_Work instructions_
Extract every line of the records that contains the string "badge" and copy each one as a separate line.

_Material provided_
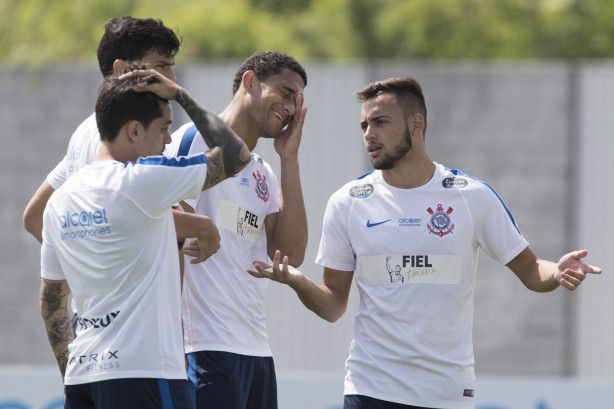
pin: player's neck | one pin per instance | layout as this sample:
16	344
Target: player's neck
235	118
410	173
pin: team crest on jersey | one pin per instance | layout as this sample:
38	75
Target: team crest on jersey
441	223
262	189
361	191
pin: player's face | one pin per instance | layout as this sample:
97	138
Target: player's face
274	102
385	131
157	134
159	62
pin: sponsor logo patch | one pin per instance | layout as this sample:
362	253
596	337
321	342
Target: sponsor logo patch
262	189
361	191
441	222
454	182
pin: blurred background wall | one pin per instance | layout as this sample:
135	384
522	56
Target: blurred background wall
539	132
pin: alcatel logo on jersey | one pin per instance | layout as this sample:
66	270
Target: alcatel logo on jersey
373	224
83	219
85	323
84	224
410	221
262	189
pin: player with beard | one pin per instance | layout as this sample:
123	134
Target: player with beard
412	345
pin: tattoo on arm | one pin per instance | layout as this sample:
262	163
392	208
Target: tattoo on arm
223	162
54	310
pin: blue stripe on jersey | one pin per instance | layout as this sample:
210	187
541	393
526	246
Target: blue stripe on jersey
193	380
165	394
186	140
365	175
461	173
179	162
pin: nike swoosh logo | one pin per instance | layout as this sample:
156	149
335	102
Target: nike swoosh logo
369	224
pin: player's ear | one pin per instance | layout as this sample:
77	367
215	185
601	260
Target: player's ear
249	81
134	130
415	122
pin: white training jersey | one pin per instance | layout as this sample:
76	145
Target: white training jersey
414	255
81	151
109	232
223	306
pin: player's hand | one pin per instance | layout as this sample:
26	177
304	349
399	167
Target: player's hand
279	271
288	141
204	245
572	270
152	81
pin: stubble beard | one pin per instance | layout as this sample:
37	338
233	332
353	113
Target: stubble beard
388	161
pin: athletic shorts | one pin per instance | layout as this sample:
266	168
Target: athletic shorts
367	402
130	393
224	380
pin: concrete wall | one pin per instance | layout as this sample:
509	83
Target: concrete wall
537	132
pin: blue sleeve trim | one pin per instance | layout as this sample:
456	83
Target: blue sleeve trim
461	173
186	141
179	162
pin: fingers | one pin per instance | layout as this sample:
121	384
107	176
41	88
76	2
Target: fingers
579	254
592	269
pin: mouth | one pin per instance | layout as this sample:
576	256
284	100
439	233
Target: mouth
373	150
279	116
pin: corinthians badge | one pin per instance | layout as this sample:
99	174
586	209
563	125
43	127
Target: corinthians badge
262	189
441	223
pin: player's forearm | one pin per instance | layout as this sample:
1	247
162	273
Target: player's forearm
33	213
216	133
291	232
53	307
318	298
540	276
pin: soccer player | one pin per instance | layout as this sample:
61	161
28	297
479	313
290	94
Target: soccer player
226	342
127	41
108	238
412	345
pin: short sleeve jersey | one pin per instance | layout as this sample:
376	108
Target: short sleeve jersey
81	151
414	255
223	306
109	232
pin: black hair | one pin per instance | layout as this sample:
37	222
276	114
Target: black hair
129	38
407	91
118	103
266	64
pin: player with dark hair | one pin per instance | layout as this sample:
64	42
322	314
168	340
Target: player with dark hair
108	238
412	345
226	341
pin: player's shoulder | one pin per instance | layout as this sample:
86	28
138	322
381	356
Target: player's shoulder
456	179
183	139
360	187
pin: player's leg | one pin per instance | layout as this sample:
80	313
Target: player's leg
263	393
367	402
222	379
151	393
78	397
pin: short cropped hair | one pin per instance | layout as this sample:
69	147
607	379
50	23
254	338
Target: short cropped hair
129	38
407	91
118	104
266	64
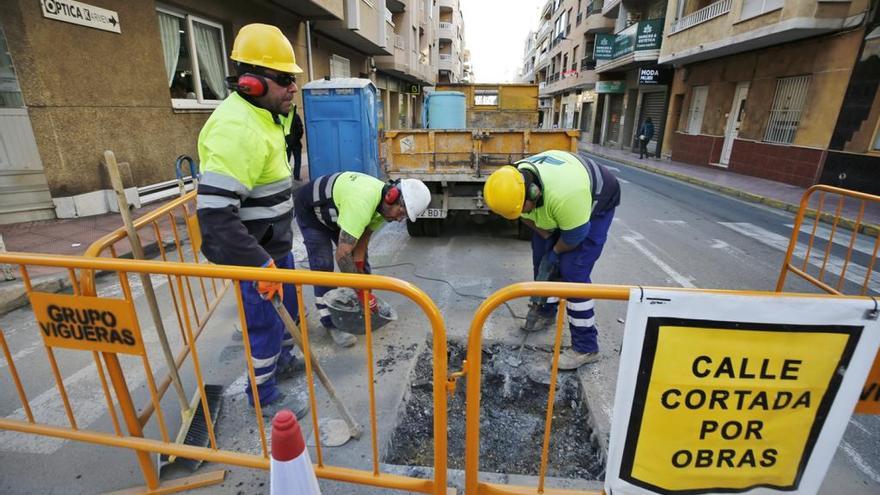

_Written solution_
pin: corinthians badge | one pin per instance | layout as this sample:
Target: corinthians badge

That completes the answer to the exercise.